## TEXTAUSZUG
■ ■ ■

In der Vergangenheit hatte das Bundesarbeitsgericht in vergleichbaren Fällen sehr deutlich entschieden, dass Arbeitgeber im Sinne des TzBfG der Vertragsarbeitgeber ist, also das Unternehmen mit dem der Arbeitsvertrag geschlossen wurde. Die vorherige Beschäftigung in demselben Betrieb – unter Umständen sogar auf demselben Arbeitsplatz – mit einem anderen Arbeitgeber war also unschädlich für den Abschluss eines neuen sachgrundlos befristeten Arbeitsvertrags (zuletzt BAG, Urteil v. 09.03.2011 – 7 AZR 657/09). Eine Ausnahme nahm das BAG für Fälle an, in denen miteinander verbundene Arbeitgeber in „bewusstem und gewollten Zusammenwirken“ aufeinanderfolgende Arbeitsverträge „ausschließlich“ deshalb schließen, um auf diese Weise über die nach dem TzBfG gegebenen Möglichkeiten hinaus sachgrundlose Befristungen aneinander reihen zu können (sogenannte Umgehungskontrolle).

■ ■ ■

## AUFGABEN
1) Beantworte zum Textauszug über die sachgrundlose Befristung diese Fragen:
(a) Wer ist nach der bisherigen Rechtsprechung des Bundesarbeitsgerichts Arbeitgeber im Sinne des TzBfG?
(b) Welches Urteil wird als zuletzt ergangene Entscheidung angeführt?
(c) Wie heißt die Ausnahme, die das Bundesarbeitsgericht annahm?
2) Setze den Textauszug über die sachgrundlose Befristung nach seinem letzten Satz fort.
Das Material stammt aus einer anderen Quelle als der Textauszug.

■ ■ ■

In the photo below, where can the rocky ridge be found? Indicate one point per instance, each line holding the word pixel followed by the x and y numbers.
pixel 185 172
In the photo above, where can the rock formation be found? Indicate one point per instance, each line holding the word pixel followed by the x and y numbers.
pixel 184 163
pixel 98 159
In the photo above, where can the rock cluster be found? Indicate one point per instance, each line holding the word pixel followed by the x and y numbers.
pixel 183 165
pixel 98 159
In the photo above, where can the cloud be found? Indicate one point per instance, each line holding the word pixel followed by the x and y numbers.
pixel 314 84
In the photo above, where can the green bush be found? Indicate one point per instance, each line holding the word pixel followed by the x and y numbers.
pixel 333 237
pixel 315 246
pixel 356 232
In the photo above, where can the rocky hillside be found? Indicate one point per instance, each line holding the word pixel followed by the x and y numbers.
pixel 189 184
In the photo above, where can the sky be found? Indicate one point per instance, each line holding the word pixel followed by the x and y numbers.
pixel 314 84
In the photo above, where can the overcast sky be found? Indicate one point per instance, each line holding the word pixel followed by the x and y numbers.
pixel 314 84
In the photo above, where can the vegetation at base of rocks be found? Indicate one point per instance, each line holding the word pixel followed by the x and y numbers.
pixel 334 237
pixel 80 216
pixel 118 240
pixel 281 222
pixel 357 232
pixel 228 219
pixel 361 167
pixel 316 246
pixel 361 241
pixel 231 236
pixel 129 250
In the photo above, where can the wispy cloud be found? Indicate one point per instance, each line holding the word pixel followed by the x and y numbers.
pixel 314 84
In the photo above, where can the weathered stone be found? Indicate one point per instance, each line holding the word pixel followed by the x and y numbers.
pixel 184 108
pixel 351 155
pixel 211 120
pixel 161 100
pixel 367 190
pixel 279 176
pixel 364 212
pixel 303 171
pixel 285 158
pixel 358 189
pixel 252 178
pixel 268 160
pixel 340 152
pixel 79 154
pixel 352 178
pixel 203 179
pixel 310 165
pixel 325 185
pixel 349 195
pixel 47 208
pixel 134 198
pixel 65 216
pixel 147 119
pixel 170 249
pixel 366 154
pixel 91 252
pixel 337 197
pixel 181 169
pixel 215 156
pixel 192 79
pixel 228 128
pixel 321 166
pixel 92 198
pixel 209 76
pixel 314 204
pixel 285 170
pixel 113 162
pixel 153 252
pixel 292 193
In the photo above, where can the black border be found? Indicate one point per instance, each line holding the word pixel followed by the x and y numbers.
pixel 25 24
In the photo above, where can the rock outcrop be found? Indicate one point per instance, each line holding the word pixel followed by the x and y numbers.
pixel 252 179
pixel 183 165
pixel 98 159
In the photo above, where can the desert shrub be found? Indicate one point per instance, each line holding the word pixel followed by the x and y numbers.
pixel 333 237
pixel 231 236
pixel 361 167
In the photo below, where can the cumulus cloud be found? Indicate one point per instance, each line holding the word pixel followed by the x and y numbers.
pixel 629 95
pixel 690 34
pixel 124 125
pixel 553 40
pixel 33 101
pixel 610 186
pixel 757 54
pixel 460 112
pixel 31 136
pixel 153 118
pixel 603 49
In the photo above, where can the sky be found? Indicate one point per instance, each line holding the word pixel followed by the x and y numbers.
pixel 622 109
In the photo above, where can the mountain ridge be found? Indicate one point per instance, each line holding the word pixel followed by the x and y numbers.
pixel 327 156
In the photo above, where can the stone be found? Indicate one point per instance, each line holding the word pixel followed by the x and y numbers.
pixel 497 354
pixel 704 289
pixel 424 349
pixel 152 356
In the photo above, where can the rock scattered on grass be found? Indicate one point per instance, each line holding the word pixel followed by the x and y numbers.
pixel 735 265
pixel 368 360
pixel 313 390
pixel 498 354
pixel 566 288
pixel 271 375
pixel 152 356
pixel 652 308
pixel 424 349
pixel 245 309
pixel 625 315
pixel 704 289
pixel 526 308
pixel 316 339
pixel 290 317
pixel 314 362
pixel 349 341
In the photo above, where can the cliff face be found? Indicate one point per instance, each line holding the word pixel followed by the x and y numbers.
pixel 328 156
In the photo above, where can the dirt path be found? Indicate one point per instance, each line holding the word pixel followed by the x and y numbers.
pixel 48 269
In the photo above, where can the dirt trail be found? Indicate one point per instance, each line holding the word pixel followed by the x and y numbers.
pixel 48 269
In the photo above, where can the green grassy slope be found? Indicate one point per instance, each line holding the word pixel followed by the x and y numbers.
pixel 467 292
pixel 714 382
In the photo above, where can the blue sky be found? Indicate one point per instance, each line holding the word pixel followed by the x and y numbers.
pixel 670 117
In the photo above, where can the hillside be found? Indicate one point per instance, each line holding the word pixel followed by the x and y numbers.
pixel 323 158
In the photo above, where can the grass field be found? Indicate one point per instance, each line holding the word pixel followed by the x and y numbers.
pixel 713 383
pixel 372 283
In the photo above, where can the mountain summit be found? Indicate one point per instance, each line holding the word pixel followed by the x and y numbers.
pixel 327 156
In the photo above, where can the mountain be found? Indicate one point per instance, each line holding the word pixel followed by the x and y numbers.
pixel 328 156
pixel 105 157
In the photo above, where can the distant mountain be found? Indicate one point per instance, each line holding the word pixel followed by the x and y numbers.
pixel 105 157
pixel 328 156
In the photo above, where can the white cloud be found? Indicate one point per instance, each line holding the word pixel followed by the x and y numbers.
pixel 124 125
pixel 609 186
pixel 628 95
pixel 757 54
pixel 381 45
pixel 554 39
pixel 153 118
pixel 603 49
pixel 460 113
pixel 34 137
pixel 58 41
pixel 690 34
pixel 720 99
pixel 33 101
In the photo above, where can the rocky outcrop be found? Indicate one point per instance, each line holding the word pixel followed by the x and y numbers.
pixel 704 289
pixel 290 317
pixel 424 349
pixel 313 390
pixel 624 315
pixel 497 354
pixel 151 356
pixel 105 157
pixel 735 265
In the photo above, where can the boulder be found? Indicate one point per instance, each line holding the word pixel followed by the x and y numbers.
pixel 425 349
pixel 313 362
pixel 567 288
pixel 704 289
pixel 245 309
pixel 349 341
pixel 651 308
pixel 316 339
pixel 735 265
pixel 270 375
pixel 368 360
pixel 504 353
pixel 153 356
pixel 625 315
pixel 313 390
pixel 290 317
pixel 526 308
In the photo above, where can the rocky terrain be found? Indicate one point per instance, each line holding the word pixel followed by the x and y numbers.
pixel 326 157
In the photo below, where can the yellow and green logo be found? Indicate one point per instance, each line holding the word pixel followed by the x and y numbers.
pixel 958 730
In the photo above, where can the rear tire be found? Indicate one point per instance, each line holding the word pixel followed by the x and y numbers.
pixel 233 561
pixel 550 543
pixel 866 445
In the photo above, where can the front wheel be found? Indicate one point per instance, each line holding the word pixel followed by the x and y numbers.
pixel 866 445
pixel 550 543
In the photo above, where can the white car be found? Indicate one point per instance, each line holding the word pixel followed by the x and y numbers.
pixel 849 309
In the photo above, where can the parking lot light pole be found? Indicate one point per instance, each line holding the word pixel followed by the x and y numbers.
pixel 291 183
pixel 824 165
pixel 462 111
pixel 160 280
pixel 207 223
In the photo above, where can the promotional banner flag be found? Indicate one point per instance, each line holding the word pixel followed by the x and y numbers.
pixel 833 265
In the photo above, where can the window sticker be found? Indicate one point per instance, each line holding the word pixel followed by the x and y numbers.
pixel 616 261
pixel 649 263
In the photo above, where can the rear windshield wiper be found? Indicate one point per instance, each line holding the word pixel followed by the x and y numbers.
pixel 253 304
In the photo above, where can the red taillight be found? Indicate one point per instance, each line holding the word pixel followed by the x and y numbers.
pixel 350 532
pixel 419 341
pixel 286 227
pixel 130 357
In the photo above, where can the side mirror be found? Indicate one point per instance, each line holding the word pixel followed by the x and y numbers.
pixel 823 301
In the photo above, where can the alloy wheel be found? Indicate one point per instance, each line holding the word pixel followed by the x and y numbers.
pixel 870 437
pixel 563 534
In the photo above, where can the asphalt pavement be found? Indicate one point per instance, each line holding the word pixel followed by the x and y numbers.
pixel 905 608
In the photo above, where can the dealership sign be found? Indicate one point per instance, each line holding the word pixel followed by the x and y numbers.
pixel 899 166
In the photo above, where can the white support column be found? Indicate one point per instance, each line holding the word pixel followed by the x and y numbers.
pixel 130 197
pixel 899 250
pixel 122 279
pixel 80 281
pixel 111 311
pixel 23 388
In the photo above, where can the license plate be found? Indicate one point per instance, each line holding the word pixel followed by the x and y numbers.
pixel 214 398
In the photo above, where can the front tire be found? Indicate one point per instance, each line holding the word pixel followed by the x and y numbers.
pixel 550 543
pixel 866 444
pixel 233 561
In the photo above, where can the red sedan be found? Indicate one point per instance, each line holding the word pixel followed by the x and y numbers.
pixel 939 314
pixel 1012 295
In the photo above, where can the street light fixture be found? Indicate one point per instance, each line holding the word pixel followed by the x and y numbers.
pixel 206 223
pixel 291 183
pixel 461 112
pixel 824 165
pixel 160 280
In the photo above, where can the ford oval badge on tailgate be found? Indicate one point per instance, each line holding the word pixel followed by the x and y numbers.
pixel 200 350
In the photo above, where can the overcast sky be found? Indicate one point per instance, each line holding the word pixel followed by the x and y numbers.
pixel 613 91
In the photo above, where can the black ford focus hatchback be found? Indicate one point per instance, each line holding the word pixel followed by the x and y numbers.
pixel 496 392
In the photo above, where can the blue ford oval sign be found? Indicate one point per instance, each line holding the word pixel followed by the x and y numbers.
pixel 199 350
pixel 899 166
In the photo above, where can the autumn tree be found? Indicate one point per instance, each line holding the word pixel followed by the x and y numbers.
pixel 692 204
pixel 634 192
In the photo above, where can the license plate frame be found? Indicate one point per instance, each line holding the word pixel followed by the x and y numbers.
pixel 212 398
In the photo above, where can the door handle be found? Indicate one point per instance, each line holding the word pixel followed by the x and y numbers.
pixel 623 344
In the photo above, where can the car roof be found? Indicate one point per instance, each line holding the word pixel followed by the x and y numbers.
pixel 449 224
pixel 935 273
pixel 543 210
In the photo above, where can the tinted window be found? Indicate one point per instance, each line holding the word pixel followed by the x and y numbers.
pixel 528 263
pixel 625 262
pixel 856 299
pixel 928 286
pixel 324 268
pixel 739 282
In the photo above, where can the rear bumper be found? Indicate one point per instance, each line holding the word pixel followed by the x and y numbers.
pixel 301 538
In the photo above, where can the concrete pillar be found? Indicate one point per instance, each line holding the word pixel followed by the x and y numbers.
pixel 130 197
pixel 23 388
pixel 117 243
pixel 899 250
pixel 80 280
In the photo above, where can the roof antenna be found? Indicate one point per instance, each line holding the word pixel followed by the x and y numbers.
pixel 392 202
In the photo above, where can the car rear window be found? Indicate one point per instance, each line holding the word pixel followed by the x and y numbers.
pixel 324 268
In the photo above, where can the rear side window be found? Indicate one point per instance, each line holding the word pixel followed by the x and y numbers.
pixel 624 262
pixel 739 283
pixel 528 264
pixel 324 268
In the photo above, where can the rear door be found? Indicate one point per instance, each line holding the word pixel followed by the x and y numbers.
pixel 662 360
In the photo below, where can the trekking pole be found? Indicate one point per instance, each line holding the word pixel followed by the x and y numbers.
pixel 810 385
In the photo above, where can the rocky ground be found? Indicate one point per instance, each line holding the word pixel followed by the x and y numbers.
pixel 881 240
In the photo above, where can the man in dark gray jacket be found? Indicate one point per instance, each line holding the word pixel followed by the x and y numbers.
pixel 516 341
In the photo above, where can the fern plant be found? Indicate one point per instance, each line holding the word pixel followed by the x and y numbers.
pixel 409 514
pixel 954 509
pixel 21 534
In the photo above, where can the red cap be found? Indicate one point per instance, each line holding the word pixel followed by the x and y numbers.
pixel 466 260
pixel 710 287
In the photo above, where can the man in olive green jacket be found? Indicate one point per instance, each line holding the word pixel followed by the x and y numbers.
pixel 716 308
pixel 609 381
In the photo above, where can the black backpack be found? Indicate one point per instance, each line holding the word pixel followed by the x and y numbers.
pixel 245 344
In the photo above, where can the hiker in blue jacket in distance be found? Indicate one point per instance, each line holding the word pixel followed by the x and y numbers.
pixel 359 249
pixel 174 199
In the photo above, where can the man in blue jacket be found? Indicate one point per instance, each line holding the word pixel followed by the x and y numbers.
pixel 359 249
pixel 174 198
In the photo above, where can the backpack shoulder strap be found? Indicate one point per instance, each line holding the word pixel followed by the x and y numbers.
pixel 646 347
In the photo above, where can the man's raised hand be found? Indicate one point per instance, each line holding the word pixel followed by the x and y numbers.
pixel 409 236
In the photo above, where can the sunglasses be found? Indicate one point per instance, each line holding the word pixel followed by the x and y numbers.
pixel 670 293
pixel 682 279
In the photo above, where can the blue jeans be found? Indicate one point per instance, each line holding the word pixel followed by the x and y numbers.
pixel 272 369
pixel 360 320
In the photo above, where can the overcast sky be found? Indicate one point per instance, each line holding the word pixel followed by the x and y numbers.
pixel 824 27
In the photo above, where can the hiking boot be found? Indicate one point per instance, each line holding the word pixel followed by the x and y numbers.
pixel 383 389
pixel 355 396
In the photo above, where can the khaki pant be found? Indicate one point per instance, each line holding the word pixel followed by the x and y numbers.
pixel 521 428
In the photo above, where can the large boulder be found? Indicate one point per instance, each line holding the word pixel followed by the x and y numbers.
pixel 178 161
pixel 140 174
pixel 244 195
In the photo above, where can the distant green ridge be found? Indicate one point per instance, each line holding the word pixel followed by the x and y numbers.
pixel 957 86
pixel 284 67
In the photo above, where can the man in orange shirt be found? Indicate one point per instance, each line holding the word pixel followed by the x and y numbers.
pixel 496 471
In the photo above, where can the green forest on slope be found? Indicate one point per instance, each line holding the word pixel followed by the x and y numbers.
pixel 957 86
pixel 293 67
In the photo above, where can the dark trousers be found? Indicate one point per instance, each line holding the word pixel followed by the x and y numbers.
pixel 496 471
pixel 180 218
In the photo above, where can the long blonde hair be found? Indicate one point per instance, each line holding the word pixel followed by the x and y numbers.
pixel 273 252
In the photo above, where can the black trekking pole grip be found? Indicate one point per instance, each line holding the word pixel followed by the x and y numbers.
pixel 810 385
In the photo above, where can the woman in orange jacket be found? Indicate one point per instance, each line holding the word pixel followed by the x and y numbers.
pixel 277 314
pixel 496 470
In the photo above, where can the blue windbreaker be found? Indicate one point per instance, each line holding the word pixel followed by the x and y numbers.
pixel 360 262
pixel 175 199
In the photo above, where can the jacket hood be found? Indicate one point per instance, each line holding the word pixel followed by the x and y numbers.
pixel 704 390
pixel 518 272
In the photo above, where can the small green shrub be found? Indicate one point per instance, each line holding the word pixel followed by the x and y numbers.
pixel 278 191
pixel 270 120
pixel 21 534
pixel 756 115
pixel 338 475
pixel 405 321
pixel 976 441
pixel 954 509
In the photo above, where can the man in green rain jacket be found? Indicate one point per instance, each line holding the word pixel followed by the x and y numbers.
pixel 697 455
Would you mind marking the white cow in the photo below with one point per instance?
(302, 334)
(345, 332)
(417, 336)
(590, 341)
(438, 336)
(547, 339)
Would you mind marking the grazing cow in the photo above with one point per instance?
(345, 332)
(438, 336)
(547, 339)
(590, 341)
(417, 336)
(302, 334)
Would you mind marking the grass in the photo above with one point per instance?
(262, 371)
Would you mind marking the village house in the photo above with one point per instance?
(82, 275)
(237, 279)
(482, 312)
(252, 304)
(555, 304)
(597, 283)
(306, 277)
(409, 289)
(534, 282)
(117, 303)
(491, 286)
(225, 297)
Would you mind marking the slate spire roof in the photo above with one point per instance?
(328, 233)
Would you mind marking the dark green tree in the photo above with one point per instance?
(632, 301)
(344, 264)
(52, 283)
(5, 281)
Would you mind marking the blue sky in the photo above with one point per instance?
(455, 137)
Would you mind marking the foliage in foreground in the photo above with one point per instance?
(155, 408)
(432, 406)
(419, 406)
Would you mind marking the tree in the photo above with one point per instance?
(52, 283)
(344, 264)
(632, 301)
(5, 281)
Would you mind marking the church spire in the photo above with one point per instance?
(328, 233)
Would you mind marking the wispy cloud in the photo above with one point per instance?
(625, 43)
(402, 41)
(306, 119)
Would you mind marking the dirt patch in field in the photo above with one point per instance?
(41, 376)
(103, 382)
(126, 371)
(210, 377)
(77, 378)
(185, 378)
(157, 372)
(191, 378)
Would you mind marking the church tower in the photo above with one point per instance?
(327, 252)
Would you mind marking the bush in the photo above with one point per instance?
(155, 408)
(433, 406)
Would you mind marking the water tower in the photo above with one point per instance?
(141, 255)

■ ■ ■

## LÖSUNGEN
1)
(a) Der Vertragsarbeitgeber, also das Unternehmen, mit dem der Arbeitsvertrag geschlossen wurde.
(b) BAG, Urteil v. 09.03.2011 – 7 AZR 657/09.
(c) Umgehungskontrolle.

2)
Diese Rechtsprechung war in Zweifel geraten, weil das LAG Köln im Jahr 2012 eine klar andere Linie vertreten hatte (4 Sa 1184/11). Aus Sicht des LAG Köln ist es für Arbeitnehmer zu schwierig zu beweisen, dass die Arbeitgeber die Verträge „nur“ und „ausschließlich“ deshalb schließen, um die Befristungsmöglichkeiten des TzBfG zu umgehen. Es entschied daher, dass Arbeitgeber, die sich dauerhaft zur Führung eines Gemeinschaftsbetriebs verbunden hatten, als ein Arbeitgeber im Sinne des TzBfG zu werten sind, dass also eine vorherige Beschäftigung in demselben Gemeinschaftsbetrieb eine anschließende sachgrundlose Befristung verhindert.

III. Entscheidung

Das LAG Hamburg hat sich in diesem Fall wieder der Linie des BAG angeschlossen. Die Entscheidung ist allerdings noch nicht rechtskräftig.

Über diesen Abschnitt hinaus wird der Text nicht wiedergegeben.